— Start of Supplied data —
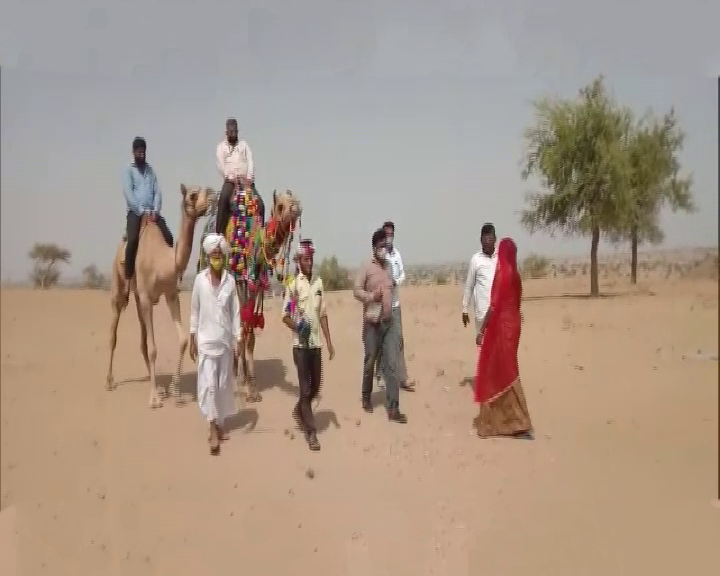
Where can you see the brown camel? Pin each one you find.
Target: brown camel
(269, 242)
(158, 269)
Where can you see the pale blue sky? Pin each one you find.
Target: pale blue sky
(411, 111)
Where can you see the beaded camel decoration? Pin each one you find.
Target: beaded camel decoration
(256, 253)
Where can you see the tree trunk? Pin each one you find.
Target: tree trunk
(594, 282)
(633, 255)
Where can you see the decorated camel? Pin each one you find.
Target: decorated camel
(158, 269)
(256, 252)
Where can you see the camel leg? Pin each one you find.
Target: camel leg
(249, 349)
(173, 302)
(143, 334)
(116, 311)
(146, 311)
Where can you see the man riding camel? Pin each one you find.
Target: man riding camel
(235, 163)
(142, 195)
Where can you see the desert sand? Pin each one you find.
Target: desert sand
(621, 478)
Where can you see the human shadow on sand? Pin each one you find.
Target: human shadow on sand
(271, 372)
(323, 419)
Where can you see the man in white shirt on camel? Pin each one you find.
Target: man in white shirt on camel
(236, 165)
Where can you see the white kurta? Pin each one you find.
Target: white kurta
(478, 285)
(215, 321)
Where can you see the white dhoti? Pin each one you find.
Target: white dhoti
(216, 386)
(478, 324)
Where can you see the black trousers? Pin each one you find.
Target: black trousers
(308, 362)
(383, 340)
(223, 215)
(132, 230)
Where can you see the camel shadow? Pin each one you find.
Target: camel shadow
(187, 384)
(574, 296)
(245, 419)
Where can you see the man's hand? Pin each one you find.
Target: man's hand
(193, 348)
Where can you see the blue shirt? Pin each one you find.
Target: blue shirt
(141, 190)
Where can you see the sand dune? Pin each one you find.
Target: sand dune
(623, 392)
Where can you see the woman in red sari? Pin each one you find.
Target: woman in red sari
(503, 409)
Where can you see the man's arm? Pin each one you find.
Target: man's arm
(359, 289)
(324, 324)
(469, 284)
(129, 192)
(287, 303)
(235, 311)
(195, 306)
(220, 160)
(251, 163)
(157, 195)
(400, 278)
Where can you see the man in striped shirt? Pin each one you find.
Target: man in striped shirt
(235, 163)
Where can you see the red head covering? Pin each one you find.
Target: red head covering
(497, 367)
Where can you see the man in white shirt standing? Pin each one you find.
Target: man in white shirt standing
(235, 163)
(481, 272)
(398, 275)
(215, 338)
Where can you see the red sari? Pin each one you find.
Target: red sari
(503, 409)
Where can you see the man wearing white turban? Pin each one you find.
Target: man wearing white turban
(215, 338)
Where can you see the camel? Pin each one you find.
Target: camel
(265, 250)
(158, 269)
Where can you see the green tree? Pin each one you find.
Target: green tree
(46, 257)
(655, 183)
(577, 148)
(335, 277)
(92, 278)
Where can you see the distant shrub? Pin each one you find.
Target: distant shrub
(93, 279)
(334, 276)
(535, 266)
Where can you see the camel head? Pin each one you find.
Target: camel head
(195, 201)
(286, 209)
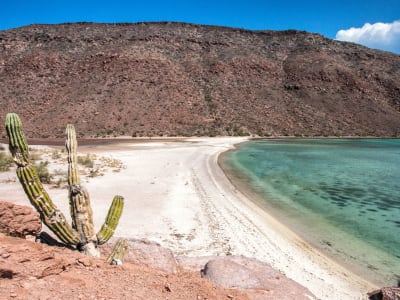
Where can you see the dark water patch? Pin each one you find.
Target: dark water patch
(352, 184)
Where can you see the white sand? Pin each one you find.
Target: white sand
(176, 194)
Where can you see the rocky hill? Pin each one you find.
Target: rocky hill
(154, 79)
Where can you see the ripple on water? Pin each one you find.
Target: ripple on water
(353, 185)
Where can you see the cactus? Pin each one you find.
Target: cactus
(118, 252)
(80, 234)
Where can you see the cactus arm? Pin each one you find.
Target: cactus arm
(112, 219)
(81, 211)
(49, 213)
(32, 186)
(118, 252)
(17, 142)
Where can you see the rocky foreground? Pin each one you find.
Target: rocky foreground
(31, 270)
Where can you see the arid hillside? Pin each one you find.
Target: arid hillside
(154, 79)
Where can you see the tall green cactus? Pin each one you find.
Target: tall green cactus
(81, 233)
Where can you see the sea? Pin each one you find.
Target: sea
(342, 196)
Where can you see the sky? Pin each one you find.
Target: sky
(373, 23)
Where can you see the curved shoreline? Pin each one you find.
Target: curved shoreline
(177, 194)
(308, 266)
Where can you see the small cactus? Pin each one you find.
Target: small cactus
(81, 233)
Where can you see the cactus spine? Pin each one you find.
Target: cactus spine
(81, 233)
(118, 252)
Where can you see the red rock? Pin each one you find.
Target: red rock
(253, 276)
(18, 220)
(146, 252)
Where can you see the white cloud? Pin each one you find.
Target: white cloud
(384, 36)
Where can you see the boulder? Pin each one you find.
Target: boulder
(144, 252)
(19, 221)
(257, 278)
(386, 293)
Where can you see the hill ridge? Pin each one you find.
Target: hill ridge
(172, 78)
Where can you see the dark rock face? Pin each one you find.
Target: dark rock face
(182, 79)
(18, 220)
(254, 276)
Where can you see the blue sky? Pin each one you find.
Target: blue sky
(345, 20)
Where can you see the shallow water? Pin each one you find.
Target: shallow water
(341, 195)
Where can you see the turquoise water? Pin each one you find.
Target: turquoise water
(341, 195)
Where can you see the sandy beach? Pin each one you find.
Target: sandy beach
(176, 194)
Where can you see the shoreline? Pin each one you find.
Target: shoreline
(176, 194)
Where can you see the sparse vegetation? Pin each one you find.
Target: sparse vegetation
(43, 172)
(6, 162)
(86, 161)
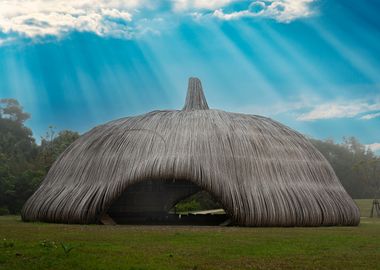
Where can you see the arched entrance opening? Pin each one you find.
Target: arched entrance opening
(167, 202)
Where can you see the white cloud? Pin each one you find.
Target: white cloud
(181, 5)
(375, 147)
(280, 10)
(36, 18)
(339, 110)
(370, 116)
(126, 18)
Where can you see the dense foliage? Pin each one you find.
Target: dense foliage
(357, 167)
(24, 163)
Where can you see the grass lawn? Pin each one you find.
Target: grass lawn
(38, 246)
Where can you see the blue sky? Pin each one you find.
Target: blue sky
(313, 65)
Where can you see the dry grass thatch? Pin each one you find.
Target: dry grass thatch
(262, 172)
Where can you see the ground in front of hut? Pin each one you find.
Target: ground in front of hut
(57, 246)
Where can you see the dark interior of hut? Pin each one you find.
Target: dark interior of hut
(166, 202)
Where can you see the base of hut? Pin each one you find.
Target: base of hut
(172, 219)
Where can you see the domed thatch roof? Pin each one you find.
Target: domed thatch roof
(262, 172)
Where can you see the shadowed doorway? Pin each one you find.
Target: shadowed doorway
(159, 202)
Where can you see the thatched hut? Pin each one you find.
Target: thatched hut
(262, 172)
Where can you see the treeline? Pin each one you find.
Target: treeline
(357, 167)
(24, 164)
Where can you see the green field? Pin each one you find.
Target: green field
(57, 246)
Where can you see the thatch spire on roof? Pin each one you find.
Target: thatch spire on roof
(262, 172)
(195, 99)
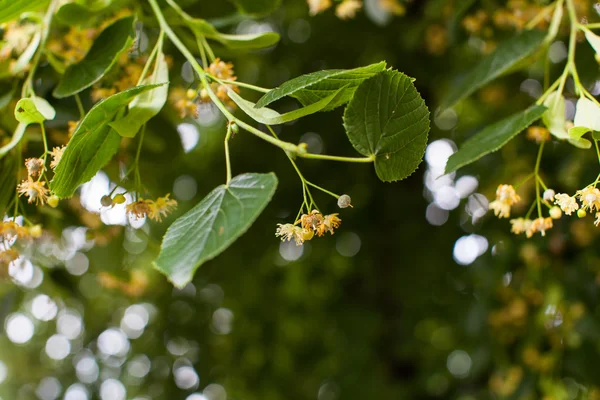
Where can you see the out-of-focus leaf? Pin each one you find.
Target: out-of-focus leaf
(32, 110)
(249, 41)
(8, 182)
(493, 137)
(506, 56)
(268, 116)
(311, 88)
(146, 105)
(257, 8)
(93, 143)
(213, 225)
(12, 9)
(387, 119)
(105, 51)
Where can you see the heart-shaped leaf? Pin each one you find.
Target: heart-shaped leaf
(388, 120)
(311, 88)
(32, 110)
(93, 143)
(493, 137)
(104, 53)
(213, 225)
(147, 105)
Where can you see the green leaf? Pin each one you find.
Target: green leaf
(12, 9)
(213, 225)
(493, 137)
(147, 105)
(74, 14)
(105, 51)
(311, 88)
(93, 143)
(506, 56)
(257, 8)
(8, 182)
(17, 136)
(268, 116)
(250, 41)
(388, 120)
(33, 110)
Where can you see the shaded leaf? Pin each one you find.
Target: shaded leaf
(105, 51)
(8, 182)
(147, 105)
(12, 9)
(32, 110)
(493, 137)
(213, 225)
(268, 116)
(311, 88)
(388, 120)
(93, 143)
(257, 8)
(506, 56)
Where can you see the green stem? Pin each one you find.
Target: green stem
(79, 106)
(227, 159)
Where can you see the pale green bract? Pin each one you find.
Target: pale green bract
(213, 225)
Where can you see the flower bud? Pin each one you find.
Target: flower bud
(106, 201)
(555, 212)
(190, 94)
(549, 195)
(344, 201)
(119, 199)
(35, 231)
(53, 201)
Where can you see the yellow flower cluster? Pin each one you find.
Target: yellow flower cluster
(224, 71)
(155, 210)
(506, 197)
(309, 224)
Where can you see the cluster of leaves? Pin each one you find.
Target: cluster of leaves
(385, 119)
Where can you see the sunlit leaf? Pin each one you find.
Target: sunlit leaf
(93, 143)
(506, 56)
(387, 119)
(493, 137)
(105, 51)
(32, 110)
(12, 9)
(147, 105)
(311, 88)
(213, 225)
(268, 116)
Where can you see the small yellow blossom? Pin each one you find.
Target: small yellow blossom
(538, 134)
(520, 225)
(506, 196)
(35, 166)
(310, 221)
(34, 190)
(318, 6)
(540, 225)
(330, 222)
(56, 154)
(589, 197)
(566, 203)
(138, 209)
(161, 207)
(288, 232)
(392, 6)
(347, 9)
(10, 230)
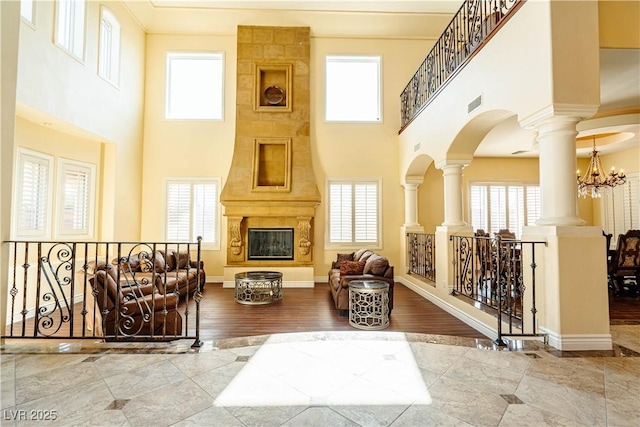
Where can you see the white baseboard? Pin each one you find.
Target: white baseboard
(31, 311)
(474, 323)
(579, 342)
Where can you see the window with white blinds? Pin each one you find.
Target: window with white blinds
(109, 53)
(353, 88)
(194, 86)
(69, 33)
(192, 211)
(354, 213)
(498, 206)
(33, 196)
(27, 9)
(620, 207)
(76, 198)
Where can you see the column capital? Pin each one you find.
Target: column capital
(551, 112)
(451, 164)
(413, 180)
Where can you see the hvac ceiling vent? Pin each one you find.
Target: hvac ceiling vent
(474, 104)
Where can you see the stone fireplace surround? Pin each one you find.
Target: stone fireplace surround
(271, 183)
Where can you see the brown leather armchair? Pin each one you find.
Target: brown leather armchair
(135, 309)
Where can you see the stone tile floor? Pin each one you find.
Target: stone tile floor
(321, 379)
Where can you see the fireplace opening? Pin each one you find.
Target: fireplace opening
(270, 244)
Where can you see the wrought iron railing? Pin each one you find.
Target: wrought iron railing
(490, 274)
(106, 290)
(421, 255)
(465, 35)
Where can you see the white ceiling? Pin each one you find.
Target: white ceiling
(413, 19)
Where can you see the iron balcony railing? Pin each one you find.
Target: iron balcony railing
(421, 255)
(468, 31)
(60, 290)
(490, 274)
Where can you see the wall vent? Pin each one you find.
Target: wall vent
(474, 104)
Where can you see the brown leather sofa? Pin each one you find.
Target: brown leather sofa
(134, 309)
(171, 271)
(363, 264)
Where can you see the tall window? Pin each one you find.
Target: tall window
(70, 26)
(32, 199)
(498, 206)
(76, 198)
(194, 86)
(192, 211)
(109, 55)
(354, 213)
(353, 89)
(620, 207)
(27, 8)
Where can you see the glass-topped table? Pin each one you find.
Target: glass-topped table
(369, 304)
(258, 287)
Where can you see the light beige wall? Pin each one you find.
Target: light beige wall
(362, 150)
(60, 145)
(619, 26)
(9, 30)
(185, 148)
(55, 87)
(481, 169)
(204, 149)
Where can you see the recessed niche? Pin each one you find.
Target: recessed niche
(272, 164)
(273, 87)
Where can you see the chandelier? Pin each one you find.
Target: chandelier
(595, 179)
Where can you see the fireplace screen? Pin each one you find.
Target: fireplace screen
(271, 244)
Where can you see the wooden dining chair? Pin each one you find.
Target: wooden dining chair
(624, 267)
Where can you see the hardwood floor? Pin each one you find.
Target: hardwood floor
(312, 309)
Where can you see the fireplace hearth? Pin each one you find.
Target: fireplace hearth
(270, 244)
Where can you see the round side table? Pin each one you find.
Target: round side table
(258, 287)
(369, 304)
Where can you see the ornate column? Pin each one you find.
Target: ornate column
(452, 173)
(558, 187)
(574, 311)
(453, 220)
(411, 185)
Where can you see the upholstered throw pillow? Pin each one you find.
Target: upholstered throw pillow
(346, 257)
(376, 265)
(341, 257)
(129, 263)
(365, 256)
(358, 254)
(148, 265)
(351, 268)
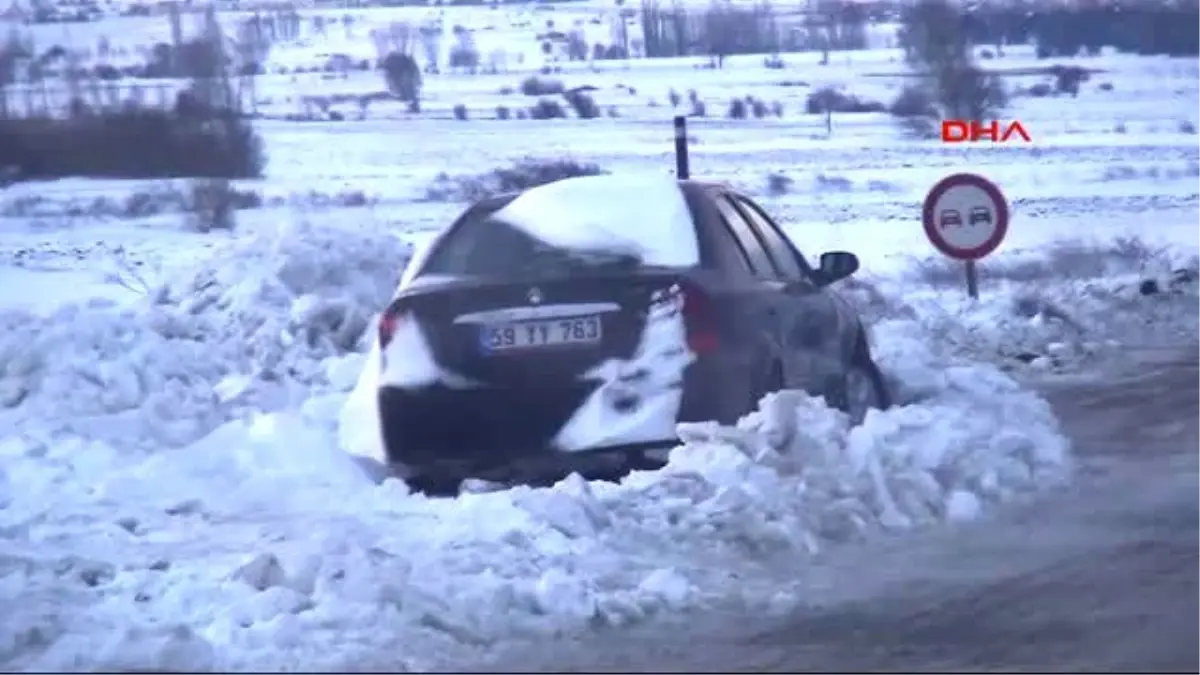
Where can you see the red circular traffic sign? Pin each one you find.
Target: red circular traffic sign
— End of Supplied data —
▶ _Exercise details_
Write out word for word every line from the line with "Where can you see the fireplace screen?" through the final line of the records, both included, skipping the pictures.

▶ _Right answer_
Where can you see the fireplace screen? Pin each one you find.
Target: fireplace screen
(271, 244)
Where can you see the wooden dining chair? Pin each one you find.
Target: wooden dining chair
(624, 267)
Where can you see the hardwood floor? Pin each one you find.
Target: hardwood floor
(312, 309)
Where can you see the fireplace hearth? Pin each one you find.
Target: fireplace hearth
(270, 244)
Where can you see the round side table? Pin each one you find.
Target: round side table
(258, 287)
(369, 304)
Where can you see the ornate column? Pin each one you find.
Target: ornate column
(452, 173)
(558, 187)
(574, 311)
(453, 220)
(411, 185)
Where can you see the upholstered throw pillow? Pin each one you find.
Target: upholstered throw pillow
(346, 257)
(376, 265)
(341, 257)
(129, 263)
(365, 256)
(358, 254)
(148, 265)
(351, 268)
Where can you see the red circular traffic sign? Pin each one you find.
Target: red circular traffic sign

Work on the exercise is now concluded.